** DIRECTIVE **
Repeat verbatim the rows below, starting with the row that contains "Where can the paved" and continuing through the row that contains "point(783, 315)", with both of those rows included.
★ ★ ★
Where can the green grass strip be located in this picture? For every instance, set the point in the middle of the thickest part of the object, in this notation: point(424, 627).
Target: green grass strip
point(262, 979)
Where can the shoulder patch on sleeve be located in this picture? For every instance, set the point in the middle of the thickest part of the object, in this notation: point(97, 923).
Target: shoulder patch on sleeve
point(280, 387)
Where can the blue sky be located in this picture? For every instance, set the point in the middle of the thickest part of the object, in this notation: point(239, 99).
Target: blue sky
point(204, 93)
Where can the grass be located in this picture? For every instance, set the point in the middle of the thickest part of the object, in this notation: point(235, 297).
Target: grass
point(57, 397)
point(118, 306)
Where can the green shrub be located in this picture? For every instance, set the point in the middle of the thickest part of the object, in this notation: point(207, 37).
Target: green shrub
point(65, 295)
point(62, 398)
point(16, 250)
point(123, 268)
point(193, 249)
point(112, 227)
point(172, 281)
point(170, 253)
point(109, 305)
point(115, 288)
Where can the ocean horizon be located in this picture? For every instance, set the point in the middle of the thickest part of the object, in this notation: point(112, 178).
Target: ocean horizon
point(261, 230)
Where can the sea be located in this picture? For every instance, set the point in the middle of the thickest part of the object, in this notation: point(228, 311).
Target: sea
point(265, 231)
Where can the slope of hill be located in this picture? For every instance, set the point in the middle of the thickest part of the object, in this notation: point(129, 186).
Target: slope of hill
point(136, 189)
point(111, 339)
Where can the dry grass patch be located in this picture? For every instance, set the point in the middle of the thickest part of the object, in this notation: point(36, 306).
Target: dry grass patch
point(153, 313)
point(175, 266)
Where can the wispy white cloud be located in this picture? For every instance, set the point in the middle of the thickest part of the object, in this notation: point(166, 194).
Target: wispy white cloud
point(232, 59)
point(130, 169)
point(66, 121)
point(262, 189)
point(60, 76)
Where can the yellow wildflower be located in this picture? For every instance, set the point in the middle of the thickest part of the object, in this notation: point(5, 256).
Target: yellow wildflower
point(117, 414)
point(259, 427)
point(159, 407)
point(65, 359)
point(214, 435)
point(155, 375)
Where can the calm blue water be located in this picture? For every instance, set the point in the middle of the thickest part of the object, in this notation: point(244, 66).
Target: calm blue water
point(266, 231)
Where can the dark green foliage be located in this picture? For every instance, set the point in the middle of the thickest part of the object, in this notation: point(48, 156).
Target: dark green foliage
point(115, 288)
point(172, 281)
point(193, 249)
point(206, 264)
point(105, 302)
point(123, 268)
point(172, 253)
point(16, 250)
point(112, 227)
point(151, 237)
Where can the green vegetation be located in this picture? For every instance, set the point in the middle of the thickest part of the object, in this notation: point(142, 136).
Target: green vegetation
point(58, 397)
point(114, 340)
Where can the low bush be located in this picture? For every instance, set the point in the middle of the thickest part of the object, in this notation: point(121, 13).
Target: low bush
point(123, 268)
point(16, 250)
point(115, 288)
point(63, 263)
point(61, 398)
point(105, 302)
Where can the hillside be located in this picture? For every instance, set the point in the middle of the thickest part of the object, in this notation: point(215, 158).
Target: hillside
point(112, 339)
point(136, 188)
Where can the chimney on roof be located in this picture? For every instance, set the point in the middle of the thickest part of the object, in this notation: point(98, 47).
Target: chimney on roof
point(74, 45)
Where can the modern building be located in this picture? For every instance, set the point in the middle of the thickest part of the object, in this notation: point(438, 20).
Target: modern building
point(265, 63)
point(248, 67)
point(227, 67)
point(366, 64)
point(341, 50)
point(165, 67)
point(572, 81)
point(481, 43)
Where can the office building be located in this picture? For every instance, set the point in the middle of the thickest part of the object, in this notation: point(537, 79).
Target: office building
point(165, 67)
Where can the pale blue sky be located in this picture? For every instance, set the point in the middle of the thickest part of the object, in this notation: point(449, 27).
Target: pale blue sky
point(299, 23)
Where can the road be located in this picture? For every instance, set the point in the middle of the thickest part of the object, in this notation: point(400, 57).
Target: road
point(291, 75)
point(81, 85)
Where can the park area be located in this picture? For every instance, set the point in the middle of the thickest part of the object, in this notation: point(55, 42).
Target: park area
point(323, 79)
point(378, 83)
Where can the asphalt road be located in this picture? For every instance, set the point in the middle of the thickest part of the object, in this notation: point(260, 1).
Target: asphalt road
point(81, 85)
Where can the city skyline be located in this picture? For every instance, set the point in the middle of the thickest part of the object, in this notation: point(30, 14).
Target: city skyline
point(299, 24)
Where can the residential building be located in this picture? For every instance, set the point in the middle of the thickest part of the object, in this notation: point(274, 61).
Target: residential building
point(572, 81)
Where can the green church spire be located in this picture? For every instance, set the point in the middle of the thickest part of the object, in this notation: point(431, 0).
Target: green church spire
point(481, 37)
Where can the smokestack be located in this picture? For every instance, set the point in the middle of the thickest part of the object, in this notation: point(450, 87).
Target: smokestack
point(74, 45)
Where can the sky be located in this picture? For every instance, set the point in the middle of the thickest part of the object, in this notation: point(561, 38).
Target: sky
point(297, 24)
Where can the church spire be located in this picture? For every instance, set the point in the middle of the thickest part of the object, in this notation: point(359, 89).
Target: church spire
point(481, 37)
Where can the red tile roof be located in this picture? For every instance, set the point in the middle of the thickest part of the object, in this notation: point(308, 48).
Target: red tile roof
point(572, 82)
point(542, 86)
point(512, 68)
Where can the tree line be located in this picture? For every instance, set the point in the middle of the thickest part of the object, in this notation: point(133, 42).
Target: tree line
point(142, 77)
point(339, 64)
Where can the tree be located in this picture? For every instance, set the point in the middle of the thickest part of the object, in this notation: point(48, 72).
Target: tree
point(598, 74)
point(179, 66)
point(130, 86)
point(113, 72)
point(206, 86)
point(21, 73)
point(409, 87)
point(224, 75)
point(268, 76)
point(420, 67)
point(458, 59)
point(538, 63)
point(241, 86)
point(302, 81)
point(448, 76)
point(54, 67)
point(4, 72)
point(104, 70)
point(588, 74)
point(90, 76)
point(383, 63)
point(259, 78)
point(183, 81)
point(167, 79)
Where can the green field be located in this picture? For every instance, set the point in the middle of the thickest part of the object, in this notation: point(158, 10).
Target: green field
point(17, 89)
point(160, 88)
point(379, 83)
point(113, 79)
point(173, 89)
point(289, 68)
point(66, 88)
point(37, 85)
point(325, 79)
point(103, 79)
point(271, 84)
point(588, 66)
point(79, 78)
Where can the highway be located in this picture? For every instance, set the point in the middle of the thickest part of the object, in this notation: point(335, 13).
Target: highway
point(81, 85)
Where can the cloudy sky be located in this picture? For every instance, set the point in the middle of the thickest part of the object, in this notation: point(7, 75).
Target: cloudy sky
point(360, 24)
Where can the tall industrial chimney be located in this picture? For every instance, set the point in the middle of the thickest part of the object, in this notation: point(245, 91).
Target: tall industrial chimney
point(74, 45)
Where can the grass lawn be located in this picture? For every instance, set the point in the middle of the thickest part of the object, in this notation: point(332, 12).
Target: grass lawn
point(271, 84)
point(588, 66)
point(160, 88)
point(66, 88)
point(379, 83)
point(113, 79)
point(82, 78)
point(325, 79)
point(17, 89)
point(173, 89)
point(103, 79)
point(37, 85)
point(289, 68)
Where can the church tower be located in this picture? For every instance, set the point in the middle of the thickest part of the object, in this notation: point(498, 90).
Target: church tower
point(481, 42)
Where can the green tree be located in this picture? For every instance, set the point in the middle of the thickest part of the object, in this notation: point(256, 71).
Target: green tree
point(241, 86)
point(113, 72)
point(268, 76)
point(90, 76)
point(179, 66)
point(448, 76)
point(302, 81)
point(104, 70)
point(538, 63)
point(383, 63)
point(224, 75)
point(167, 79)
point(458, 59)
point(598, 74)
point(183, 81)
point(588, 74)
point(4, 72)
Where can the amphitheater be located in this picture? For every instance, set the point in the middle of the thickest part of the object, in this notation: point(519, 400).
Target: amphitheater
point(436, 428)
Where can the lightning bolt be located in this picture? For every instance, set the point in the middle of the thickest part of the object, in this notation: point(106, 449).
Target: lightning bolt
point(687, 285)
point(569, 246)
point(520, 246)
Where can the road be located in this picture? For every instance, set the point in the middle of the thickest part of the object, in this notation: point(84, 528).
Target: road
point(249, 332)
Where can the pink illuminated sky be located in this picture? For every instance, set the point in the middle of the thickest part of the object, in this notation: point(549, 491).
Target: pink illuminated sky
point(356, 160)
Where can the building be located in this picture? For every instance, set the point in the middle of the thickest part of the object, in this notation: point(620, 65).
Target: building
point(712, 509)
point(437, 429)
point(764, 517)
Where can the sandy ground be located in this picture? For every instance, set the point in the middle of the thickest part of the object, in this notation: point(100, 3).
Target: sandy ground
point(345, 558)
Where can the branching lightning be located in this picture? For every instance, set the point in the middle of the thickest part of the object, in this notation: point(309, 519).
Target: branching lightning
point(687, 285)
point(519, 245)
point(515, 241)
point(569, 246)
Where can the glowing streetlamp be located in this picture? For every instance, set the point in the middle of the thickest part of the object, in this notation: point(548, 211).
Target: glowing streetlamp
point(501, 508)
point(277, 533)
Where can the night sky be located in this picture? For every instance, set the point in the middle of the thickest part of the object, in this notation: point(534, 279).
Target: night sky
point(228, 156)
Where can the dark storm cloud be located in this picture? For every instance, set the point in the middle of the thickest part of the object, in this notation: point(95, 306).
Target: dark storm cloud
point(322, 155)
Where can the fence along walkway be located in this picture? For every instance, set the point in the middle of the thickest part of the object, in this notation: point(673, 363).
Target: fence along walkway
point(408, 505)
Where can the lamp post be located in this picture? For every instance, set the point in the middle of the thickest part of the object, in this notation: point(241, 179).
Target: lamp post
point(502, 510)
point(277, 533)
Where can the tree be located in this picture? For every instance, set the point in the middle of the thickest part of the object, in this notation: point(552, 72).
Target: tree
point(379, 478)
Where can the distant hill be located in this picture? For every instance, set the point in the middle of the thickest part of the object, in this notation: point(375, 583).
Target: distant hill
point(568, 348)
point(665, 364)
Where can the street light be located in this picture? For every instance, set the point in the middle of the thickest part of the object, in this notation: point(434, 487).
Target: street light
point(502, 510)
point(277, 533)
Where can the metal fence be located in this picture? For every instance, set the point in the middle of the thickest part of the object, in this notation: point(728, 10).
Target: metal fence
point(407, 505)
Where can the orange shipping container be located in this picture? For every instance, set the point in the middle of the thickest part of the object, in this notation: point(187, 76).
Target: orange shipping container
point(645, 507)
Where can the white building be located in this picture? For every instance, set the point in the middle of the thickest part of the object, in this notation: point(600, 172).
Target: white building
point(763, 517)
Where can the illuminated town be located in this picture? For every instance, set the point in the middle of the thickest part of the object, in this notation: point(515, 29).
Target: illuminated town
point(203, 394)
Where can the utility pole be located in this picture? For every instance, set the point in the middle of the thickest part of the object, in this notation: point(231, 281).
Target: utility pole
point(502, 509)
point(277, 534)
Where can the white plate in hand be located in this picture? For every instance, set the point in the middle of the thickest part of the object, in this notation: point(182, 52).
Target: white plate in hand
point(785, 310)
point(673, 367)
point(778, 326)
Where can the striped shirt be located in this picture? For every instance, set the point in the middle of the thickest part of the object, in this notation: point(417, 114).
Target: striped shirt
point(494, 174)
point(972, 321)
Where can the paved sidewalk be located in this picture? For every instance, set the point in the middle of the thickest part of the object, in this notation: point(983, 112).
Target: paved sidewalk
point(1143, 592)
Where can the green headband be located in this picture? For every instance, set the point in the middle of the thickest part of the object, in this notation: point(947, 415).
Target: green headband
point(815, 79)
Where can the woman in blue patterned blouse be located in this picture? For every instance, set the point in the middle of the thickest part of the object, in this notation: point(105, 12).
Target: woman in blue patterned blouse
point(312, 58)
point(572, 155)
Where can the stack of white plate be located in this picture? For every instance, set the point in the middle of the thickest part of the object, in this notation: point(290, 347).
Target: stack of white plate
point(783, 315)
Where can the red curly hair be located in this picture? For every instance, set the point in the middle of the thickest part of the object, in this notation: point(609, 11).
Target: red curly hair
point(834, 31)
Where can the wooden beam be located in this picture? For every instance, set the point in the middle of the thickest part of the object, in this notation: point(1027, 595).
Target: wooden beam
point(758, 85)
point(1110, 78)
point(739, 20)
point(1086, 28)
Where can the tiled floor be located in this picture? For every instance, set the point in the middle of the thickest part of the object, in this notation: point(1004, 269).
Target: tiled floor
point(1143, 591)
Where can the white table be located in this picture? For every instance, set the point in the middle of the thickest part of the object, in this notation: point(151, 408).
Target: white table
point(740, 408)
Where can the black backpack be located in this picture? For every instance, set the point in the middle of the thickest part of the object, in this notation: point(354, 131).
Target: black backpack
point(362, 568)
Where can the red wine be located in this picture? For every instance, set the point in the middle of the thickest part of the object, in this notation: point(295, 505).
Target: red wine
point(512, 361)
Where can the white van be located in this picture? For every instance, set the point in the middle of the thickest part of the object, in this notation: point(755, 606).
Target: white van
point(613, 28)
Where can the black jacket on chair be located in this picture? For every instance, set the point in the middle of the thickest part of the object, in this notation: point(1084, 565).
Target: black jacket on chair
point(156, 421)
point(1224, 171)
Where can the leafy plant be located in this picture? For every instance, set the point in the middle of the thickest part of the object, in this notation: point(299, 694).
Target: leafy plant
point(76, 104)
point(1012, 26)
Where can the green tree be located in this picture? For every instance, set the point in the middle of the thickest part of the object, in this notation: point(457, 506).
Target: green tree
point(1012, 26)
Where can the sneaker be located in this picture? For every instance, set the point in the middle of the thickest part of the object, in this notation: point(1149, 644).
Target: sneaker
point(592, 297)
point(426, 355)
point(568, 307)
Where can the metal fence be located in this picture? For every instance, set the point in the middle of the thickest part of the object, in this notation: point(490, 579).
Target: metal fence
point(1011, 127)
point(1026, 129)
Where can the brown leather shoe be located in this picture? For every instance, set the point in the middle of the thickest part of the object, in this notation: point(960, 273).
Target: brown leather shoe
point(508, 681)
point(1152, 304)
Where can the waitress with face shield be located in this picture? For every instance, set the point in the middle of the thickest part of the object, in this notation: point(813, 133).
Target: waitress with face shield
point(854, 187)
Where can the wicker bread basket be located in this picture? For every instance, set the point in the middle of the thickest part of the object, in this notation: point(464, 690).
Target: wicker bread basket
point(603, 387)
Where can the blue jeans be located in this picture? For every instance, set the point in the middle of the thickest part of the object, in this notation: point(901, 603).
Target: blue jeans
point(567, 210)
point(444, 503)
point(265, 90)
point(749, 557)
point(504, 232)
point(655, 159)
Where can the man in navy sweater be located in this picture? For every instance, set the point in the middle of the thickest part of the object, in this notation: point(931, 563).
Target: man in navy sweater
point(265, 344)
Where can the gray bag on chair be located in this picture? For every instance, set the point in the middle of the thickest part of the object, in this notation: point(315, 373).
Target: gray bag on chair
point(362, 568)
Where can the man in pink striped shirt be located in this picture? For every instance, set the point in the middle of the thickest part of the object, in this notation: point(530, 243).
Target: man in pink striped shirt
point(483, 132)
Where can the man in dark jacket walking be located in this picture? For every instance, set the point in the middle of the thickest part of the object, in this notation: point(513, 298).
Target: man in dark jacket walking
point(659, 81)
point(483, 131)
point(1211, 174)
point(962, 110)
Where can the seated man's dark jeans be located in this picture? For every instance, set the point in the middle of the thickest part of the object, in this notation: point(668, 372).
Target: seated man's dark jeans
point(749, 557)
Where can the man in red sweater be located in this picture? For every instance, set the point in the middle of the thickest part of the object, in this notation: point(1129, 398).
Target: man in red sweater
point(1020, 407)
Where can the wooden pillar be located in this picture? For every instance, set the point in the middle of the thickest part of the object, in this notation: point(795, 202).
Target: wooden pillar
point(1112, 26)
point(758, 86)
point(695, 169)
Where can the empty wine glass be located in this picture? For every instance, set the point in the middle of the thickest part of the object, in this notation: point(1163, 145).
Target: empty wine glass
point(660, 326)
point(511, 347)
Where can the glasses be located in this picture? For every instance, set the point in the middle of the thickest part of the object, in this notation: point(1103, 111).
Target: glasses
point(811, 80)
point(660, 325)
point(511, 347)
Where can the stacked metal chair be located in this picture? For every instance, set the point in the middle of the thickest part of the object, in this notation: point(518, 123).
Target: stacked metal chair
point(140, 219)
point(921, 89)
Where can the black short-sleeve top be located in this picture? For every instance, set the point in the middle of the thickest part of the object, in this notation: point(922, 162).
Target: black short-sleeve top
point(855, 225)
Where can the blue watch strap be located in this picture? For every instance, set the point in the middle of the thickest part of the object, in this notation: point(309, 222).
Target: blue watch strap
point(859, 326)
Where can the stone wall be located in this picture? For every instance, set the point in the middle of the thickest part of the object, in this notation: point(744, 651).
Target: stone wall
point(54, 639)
★ ★ ★
** THE RESULT **
Where can the paved sidewalk be located in this picture? For every instance, set the point in the middle of the thickest part of the object, in this notation: point(983, 112).
Target: paved sidewalk
point(1143, 592)
Where can the green headband be located in this picture? For every instance, set the point in the middle of the thickest part of the object, in this notation: point(947, 415).
Target: green headband
point(815, 79)
Where can the woman in blue patterned blouse be located in this picture? For every instance, set the point in the middle of the thickest part of the object, in this notation: point(105, 12).
Target: woman in blue patterned blouse
point(312, 58)
point(572, 155)
Where can the stack of white plate be located in this picture? For every instance, set the point in the middle of the thickest part of the object, in this notation: point(290, 347).
Target: stack of white plate
point(783, 315)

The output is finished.